— TEXTAUSZUG —
-=-=-

Aber die wichtigsten Motive des musikalischen Scores stammen von Keith Atack. Für jede der Hauptfiguren Frankie, Helen und Mary hat er ein eigenes Erkennungsmotiv auf dem Klavier komponiert. Es fällt also nicht schwer, sie zu identifizieren, wenn man diese kleinen Stücke ein paarmal gehört hat. Und da der ganze Film eine einzige Rückblende darstellt, passt die nostalgisch verklärende Pianomusik gut dazu. Sie steht im Einklang mit dem moralischen Anspruch des Regisseurs – siehe oben. Und kann daher durchaus auch prätentiös klingen.
Die DVD
Technische Infos
Bildformate: 2,35:1 (anamorph)
Tonformate: D in DTS und DD 5.1, Englisch in DD 5.1
Sprachen: D, Englisch
Untertitel: D
Extras:
- Originaltrailer
- Trailershow
- Bildergalerie
- Behind the Scenes (in engl. Sprache)

-=-=-

— GEGEBENE ANGABEN —
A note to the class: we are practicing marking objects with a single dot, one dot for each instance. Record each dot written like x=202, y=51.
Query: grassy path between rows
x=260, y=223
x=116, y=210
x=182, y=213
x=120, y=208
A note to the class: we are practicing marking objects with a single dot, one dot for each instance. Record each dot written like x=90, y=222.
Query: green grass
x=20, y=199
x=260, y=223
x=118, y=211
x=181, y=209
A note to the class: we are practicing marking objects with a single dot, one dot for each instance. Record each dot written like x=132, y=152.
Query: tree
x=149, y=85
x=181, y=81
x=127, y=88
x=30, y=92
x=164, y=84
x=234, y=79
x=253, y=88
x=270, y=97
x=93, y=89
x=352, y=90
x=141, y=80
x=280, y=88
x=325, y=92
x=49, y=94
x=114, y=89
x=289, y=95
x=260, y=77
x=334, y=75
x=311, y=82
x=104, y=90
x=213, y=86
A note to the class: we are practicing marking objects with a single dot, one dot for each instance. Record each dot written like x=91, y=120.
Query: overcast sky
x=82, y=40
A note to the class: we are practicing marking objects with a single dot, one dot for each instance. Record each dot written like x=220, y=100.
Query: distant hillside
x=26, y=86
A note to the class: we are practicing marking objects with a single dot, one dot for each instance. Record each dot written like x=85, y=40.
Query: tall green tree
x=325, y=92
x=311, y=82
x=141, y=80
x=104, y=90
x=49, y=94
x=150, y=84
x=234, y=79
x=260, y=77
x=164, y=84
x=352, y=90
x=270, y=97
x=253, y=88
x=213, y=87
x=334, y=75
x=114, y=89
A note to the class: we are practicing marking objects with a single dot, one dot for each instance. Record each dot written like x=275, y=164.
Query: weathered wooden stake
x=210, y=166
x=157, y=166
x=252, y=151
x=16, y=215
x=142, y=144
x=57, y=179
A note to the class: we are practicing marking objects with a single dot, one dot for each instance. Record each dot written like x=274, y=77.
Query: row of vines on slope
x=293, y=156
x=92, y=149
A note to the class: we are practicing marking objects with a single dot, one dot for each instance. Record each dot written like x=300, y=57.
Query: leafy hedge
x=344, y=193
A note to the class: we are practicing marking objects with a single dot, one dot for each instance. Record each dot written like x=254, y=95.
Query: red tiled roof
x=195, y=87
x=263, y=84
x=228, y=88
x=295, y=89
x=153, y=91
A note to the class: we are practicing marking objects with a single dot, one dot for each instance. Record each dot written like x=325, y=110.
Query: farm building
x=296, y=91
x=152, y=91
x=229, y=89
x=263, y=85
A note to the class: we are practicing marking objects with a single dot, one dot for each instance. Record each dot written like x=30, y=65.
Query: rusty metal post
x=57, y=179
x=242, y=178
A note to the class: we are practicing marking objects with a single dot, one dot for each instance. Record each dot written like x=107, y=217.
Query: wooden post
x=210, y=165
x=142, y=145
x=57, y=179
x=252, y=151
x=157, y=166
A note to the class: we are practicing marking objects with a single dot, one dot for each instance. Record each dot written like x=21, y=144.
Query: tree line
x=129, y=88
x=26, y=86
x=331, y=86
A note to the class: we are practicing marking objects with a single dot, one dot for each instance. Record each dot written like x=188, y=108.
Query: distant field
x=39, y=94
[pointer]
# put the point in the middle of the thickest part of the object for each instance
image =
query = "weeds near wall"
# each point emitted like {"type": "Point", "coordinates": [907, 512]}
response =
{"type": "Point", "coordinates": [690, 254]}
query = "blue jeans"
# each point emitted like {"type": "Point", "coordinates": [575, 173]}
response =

-=-=-

— AUFGABE —
Schreiben Sie bitte aus dem Textauszug den Teil wortgetreu ab, der mit den Worten „Tonformate: D in“ beginnt und mit „(in engl. Sprache)“ endet.

— ANTWORT —
Tonformate: D in DTS und DD 5.1, Englisch in DD 5.1
Sprachen: D, Englisch
Untertitel: D
Extras:
- Originaltrailer
- Trailershow
- Bildergalerie
- Behind the Scenes (in engl. Sprache)